§ **AIM OF THE TASK**: Please print the rows from their start through the line holding "box: [153, 51, 248, 149]", inclusive, exactly as they appear, leaving out the pictures.

··· PROVIDED RECORDS

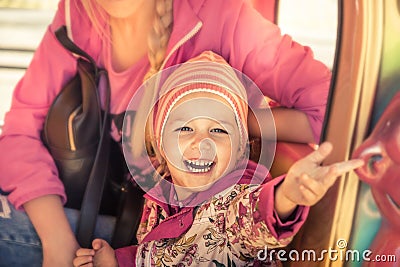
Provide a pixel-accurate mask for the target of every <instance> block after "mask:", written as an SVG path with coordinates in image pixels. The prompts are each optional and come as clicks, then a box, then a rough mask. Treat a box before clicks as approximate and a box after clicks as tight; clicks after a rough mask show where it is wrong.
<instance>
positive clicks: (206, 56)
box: [153, 51, 248, 149]
mask: <svg viewBox="0 0 400 267" xmlns="http://www.w3.org/2000/svg"><path fill="white" fill-rule="evenodd" d="M194 92H208V93H212V94H215V95H218V96H220V97H222V98H224V99H225V100H226V101H227V102H228V103H229V105H230V107H231V108H232V110H233V111H234V114H235V117H236V122H237V124H238V128H239V130H240V140H242V141H243V142H245V141H246V140H247V114H248V104H247V94H246V90H245V88H244V86H243V84H242V83H241V81H240V79H239V78H238V76H237V72H235V71H234V69H233V68H232V67H231V66H230V65H228V63H227V62H226V61H225V60H224V59H223V58H222V57H221V56H219V55H217V54H215V53H213V52H211V51H206V52H203V53H202V54H201V55H199V56H198V57H195V58H193V59H191V60H189V61H187V62H186V63H184V64H182V65H180V66H179V67H178V68H176V69H175V70H174V71H173V72H172V73H171V74H170V75H169V76H168V78H167V79H166V80H165V82H163V84H162V86H161V89H160V96H159V100H158V102H157V103H156V106H155V112H154V113H153V131H154V135H155V136H156V140H157V147H158V149H161V144H162V134H163V131H164V128H165V123H166V121H167V118H168V116H169V114H170V112H171V110H172V108H173V107H174V105H175V104H176V103H177V102H178V101H179V100H180V99H181V98H182V97H184V96H186V95H188V94H190V93H194Z"/></svg>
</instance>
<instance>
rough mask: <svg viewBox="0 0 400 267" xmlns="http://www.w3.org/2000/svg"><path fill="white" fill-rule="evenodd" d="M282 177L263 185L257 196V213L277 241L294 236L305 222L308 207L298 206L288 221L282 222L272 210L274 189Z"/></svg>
mask: <svg viewBox="0 0 400 267" xmlns="http://www.w3.org/2000/svg"><path fill="white" fill-rule="evenodd" d="M283 179H284V176H280V177H277V178H274V179H272V180H271V181H269V182H267V183H266V184H264V185H263V187H262V189H261V192H260V196H259V203H258V207H259V211H260V213H261V218H262V219H263V220H264V221H265V223H266V224H267V226H268V229H269V230H270V231H271V234H272V235H273V236H274V237H276V238H277V239H278V240H281V239H284V238H288V237H291V236H293V235H295V234H296V233H297V232H298V231H299V229H300V227H301V226H302V225H303V223H304V222H305V220H306V218H307V215H308V212H309V209H310V208H309V207H305V206H298V207H297V209H296V211H295V213H294V214H292V215H291V216H290V219H289V220H287V221H285V222H282V221H281V220H280V218H279V216H278V214H277V213H276V211H275V209H274V203H275V199H274V195H275V188H276V186H277V185H279V184H280V183H281V182H282V180H283Z"/></svg>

······

§ **RESULT OF THE TASK**:
Provide a pixel-accurate mask for the target of every <instance> block after "mask:", written as an SVG path with coordinates in image pixels. The prompts are each optional and come as clicks, then a box, then a rough mask. Treat a box before clicks as approximate and a box after clicks as tight; clicks after a rough mask show where it is wrong.
<instance>
positive clicks: (206, 56)
box: [153, 51, 248, 149]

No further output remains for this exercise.